Requirement: Should any entry include an image, skip the image and copy the entry exactly.

Source information:
◆ ◆ ◆ ◆
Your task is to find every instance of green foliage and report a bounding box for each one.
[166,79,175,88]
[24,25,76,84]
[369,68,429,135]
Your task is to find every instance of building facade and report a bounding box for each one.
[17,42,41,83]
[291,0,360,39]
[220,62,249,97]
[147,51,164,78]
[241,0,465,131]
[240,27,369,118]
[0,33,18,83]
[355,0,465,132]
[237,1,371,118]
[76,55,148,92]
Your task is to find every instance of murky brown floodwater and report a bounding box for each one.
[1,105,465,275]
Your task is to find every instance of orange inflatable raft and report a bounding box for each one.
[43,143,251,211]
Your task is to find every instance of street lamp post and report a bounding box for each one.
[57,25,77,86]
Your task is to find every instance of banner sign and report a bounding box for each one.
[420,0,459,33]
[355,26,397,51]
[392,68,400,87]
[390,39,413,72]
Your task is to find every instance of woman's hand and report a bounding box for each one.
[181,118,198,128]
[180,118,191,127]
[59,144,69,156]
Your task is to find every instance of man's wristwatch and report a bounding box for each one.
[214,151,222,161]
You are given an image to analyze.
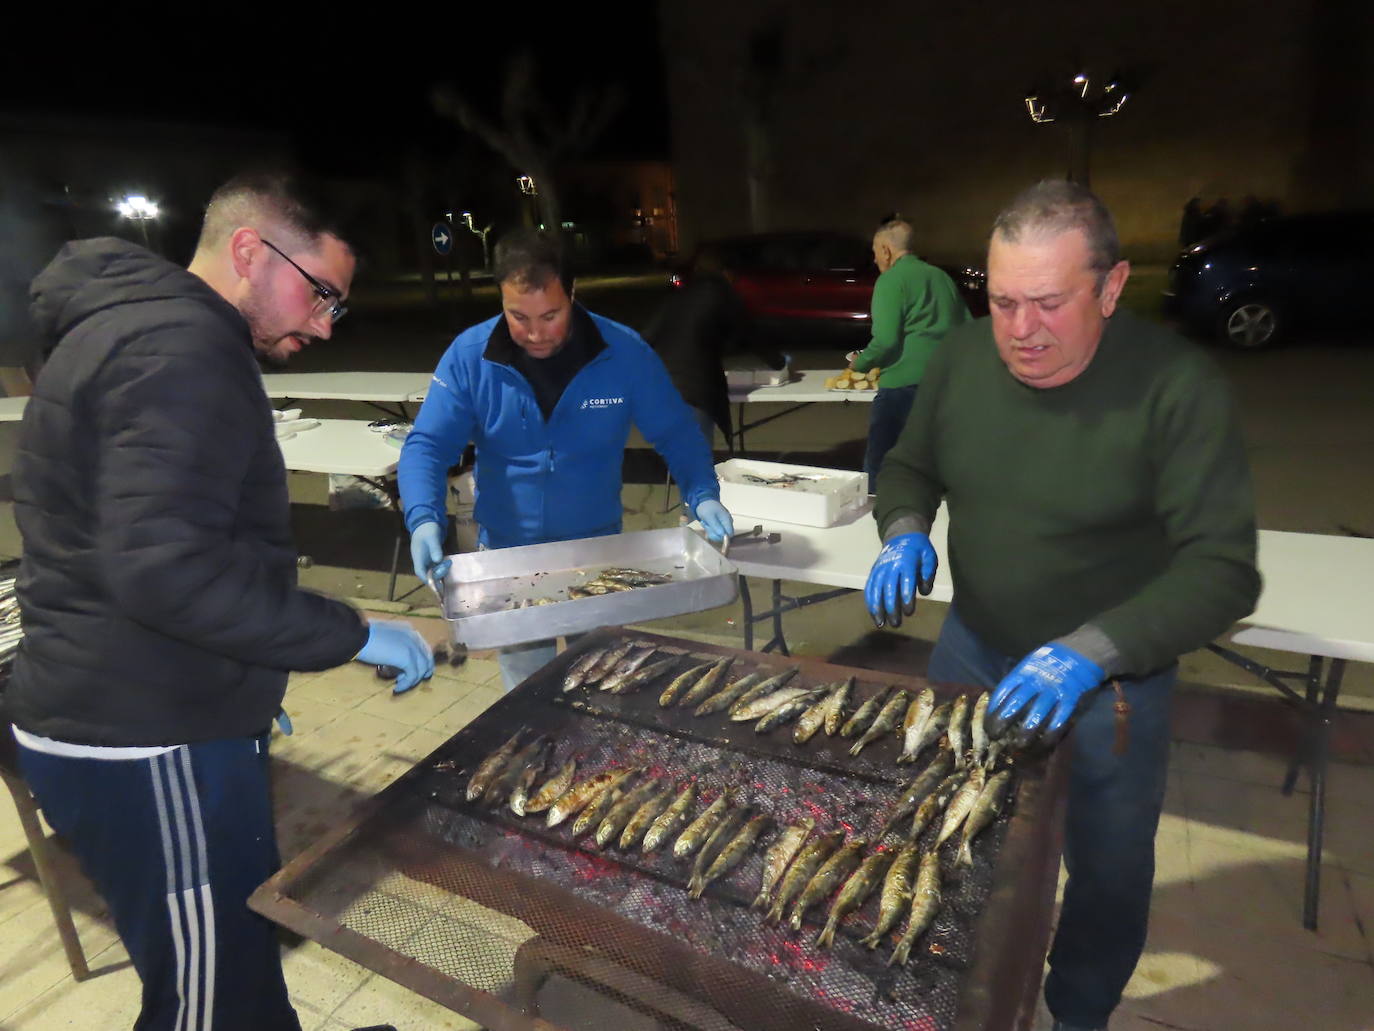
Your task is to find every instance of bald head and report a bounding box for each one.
[872,217,914,273]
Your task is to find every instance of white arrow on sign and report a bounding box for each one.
[432,223,453,255]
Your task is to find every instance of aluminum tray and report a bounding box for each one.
[436,527,738,649]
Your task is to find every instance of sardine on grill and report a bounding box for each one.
[752,818,814,910]
[815,848,892,948]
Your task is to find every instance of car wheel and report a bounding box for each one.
[1219,299,1282,348]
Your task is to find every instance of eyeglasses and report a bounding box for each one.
[261,239,348,324]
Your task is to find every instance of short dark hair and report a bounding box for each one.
[493,228,573,294]
[991,180,1120,291]
[195,169,354,256]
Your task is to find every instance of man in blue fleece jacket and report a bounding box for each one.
[399,229,733,690]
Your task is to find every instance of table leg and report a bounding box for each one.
[739,576,755,652]
[387,532,402,602]
[771,579,790,657]
[1302,657,1345,931]
[1283,655,1324,795]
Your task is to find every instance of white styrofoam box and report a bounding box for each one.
[715,458,867,527]
[725,368,793,387]
[725,369,756,387]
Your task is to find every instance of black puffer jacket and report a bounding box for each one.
[7,239,367,746]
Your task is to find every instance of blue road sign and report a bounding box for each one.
[432,222,453,256]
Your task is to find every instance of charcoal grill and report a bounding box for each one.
[250,629,1069,1030]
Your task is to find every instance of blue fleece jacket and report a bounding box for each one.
[399,308,720,549]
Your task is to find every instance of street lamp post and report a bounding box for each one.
[116,194,160,250]
[1023,70,1133,188]
[460,211,493,269]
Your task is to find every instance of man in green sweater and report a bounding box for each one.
[847,216,968,489]
[865,181,1260,1031]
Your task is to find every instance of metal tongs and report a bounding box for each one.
[718,523,782,557]
[426,568,446,610]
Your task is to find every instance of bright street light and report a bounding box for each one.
[116,194,160,248]
[116,195,159,220]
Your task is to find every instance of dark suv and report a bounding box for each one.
[1163,212,1374,348]
[671,231,988,322]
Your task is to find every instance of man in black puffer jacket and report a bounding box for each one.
[6,171,432,1031]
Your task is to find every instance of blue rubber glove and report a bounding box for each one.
[355,621,435,694]
[409,521,451,583]
[986,643,1105,743]
[274,710,294,736]
[864,532,938,629]
[696,499,734,544]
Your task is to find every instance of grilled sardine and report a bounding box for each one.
[525,759,577,814]
[898,688,936,763]
[861,843,921,949]
[691,811,770,899]
[888,851,942,967]
[956,770,1012,867]
[658,661,714,707]
[546,766,639,828]
[766,830,844,925]
[676,657,735,709]
[752,818,814,909]
[727,667,800,717]
[850,689,910,757]
[673,791,735,859]
[948,694,970,770]
[789,838,867,931]
[815,848,892,948]
[465,729,526,802]
[643,782,697,853]
[841,686,892,739]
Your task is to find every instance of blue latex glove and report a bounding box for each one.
[696,499,734,544]
[355,620,435,694]
[986,643,1105,743]
[864,532,938,629]
[409,521,451,583]
[274,710,294,736]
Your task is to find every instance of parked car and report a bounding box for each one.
[670,231,988,322]
[1163,212,1374,348]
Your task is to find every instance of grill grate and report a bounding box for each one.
[253,630,1067,1031]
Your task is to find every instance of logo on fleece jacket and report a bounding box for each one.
[580,396,625,410]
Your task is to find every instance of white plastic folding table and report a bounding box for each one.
[726,370,876,454]
[1205,530,1374,929]
[262,371,432,421]
[0,397,30,422]
[276,419,412,600]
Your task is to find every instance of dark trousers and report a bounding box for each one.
[17,733,301,1031]
[865,384,919,489]
[927,607,1174,1029]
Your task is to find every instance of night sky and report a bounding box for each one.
[3,12,670,171]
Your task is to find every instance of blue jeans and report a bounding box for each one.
[17,733,302,1031]
[928,607,1175,1030]
[865,384,919,489]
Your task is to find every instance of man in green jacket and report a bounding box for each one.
[864,181,1260,1031]
[847,215,968,489]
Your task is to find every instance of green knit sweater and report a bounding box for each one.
[851,255,969,388]
[874,311,1261,676]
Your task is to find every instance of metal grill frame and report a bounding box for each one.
[251,628,1069,1031]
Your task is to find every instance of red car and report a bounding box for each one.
[671,232,988,321]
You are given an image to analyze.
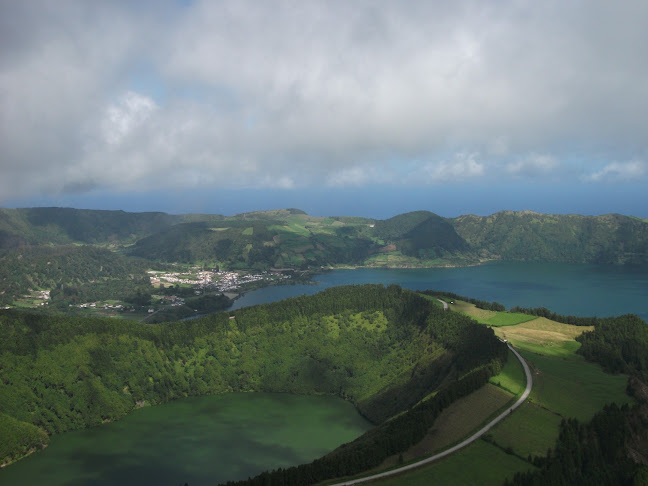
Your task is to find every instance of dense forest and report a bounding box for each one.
[452,211,648,265]
[0,245,154,307]
[0,284,506,468]
[577,314,648,380]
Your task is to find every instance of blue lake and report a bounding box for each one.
[231,262,648,321]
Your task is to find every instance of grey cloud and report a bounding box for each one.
[1,0,648,201]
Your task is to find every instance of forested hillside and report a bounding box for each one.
[0,245,153,307]
[452,211,648,264]
[0,284,505,470]
[0,207,177,248]
[373,210,469,258]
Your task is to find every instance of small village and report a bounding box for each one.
◆ ◆ ◆ ◆
Worked solution:
Your task is to find every instance of green foliage and report a bounding box for each one.
[166,79,175,88]
[24,25,76,84]
[369,68,429,135]
Your task is to find every instance of building facade and report a bounding box for each one.
[17,42,41,83]
[291,0,360,39]
[220,62,249,97]
[147,51,164,78]
[241,0,465,131]
[240,27,369,118]
[0,33,18,83]
[355,0,465,132]
[237,1,371,118]
[76,55,148,92]
Your task is to find every instance of murky brown floodwater and report a bounding box for each one.
[1,105,465,275]
Your task is to find every instance of orange inflatable raft and report a bounding box for each one.
[43,143,251,211]
Your task is to find every instance of street lamp post and report a bounding box for each one.
[57,25,77,86]
Your task is to find every instance of banner sign and report a bounding box for each one.
[420,0,459,33]
[355,26,397,51]
[392,68,400,87]
[390,39,413,72]
Your task is to find every instance of woman's hand and report a bounding box for each one.
[181,118,198,128]
[180,118,191,127]
[59,144,69,156]
Your task is to find every instance of man's wristwatch and report a bounding box for each one.
[214,151,222,161]
You are given an image to analyze.
Your task is to find every instance of bald head and report a bounding box for each one.
[872,217,914,273]
Your task is to find every instance of white arrow on sign and report a bounding box for each one.
[432,223,453,255]
Your task is to find every instance of aluminum tray and report a bounding box for each one.
[436,527,738,649]
Your task is to find every instance of sardine on grill and report a bounding box for each one.
[752,818,814,910]
[815,848,892,948]
Your task is to find every instance of car wheel and report a bounding box for each one.
[1219,299,1282,348]
Your task is to find every instance of eyeglasses and report a bounding box for each one.
[261,239,348,324]
Your task is to find every instance of short dark hair and report a bounding box for each one.
[493,228,573,294]
[991,180,1120,291]
[195,169,354,256]
Your task is to find every instance of man in blue fleece jacket and report a bounding box for each one.
[399,229,733,690]
Your task is to find every instance of table leg and report a bounding box for each one.
[739,576,755,652]
[387,532,402,602]
[771,579,790,657]
[1302,657,1345,931]
[1283,655,1324,795]
Your task is to find every instance of white styrofoam box and report a bounding box for each one.
[715,458,867,527]
[725,368,793,387]
[725,369,756,387]
Your task is to find every instance of black puffer jacket and report a bounding box for each one.
[7,239,367,746]
Your task is to find every instance of blue road sign and report a bounding box for each one.
[432,222,453,256]
Your task is to find every instance of charcoal grill and report a bounding box for each one.
[250,629,1069,1030]
Your task is to find every instance of blue fleece jacket and report a bounding box for each one.
[399,308,720,549]
Your task is to find every instance of street lamp post and report a bounding box for each one.
[116,194,160,250]
[1023,70,1133,188]
[460,211,493,269]
Your task is to find every instance of man in green sweater and report a bounding box for each one.
[847,216,968,489]
[865,181,1260,1031]
Your task is to find every instance of metal tongs and report a bounding box for each one.
[718,523,782,557]
[426,568,446,610]
Your task is to find every instance of bright street light and report a bounding box for each one.
[116,194,160,248]
[116,195,159,220]
Your task is to find every instance of dark suv and report a bounding box for each one.
[1163,212,1374,348]
[671,231,988,322]
Your task is to find every instance of man in black puffer jacket and report a bounding box for each one.
[6,171,432,1031]
Your task is to find every instance of blue rubber glove and report a bounding box for each one.
[355,621,435,694]
[409,521,451,583]
[986,643,1105,743]
[274,710,294,736]
[864,532,938,629]
[696,499,734,544]
Your task is to find every instance of grilled sardine and report a bounding box for each one.
[525,759,577,814]
[898,688,936,763]
[861,843,921,949]
[691,811,770,899]
[888,851,942,967]
[956,770,1012,867]
[658,661,714,707]
[546,766,639,828]
[766,830,844,925]
[676,657,735,709]
[752,818,814,909]
[727,667,800,717]
[850,689,910,757]
[673,791,735,859]
[948,694,970,770]
[789,838,867,931]
[815,848,892,948]
[465,729,526,802]
[643,782,697,853]
[841,686,892,739]
Your task is to find every instance of blue latex glove and report a bounding box for each one.
[696,499,734,544]
[355,620,435,694]
[986,643,1105,743]
[864,532,938,629]
[409,521,451,583]
[274,710,294,736]
Your task is to find every instance of parked car and report a bounding box for each one.
[670,231,988,322]
[1163,212,1374,348]
Your task is to find every instance of grill grate and report a bounding box for each one.
[253,630,1067,1031]
Your task is to find every instance of logo on fleece jacket and report a bounding box for each one.
[580,396,625,410]
Your task is to find every instance of white plastic folding table and report a bounding box for each one.
[726,370,876,454]
[1205,530,1374,929]
[262,371,432,421]
[0,397,30,422]
[276,419,412,600]
Your task is to find every instance of dark trousers and report a bounding box for each one.
[17,733,301,1031]
[865,384,919,489]
[927,607,1174,1029]
Your task is to find every instance of night sky and report a bounding box for each one.
[3,12,670,171]
Your task is to find every instance of blue jeans and report a bounding box for each one.
[17,733,302,1031]
[928,607,1175,1030]
[865,384,919,489]
Your task is to find every instance of man in green jacket and report a bounding box for each one.
[864,181,1260,1031]
[847,215,968,489]
Your task is to find every instance of green knit sweater and report a bounding box for each one.
[851,255,969,388]
[874,311,1261,676]
Your task is to find every instance of metal grill frame and report a bounding box for each one.
[251,628,1069,1031]
Your task is to find every instance of red car and report a bounding box for each one.
[671,232,988,321]
You are given an image to analyze.
Your task is to find every instance of dense forest and report a bounding box for each one.
[452,211,648,265]
[0,245,154,307]
[0,284,506,468]
[577,314,648,380]
Your task is to find every instance of blue lake and report a bounding box for each one.
[231,262,648,321]
Your task is to find every instance of grey cloud and report a bounding box for each one.
[1,0,648,201]
Your task is to find every instance of forested hillside and report a bounding box for each one.
[0,245,153,307]
[452,211,648,264]
[0,284,505,470]
[0,207,177,248]
[373,210,469,258]
Your task is to find every instance of small village and report a bounding box for each one.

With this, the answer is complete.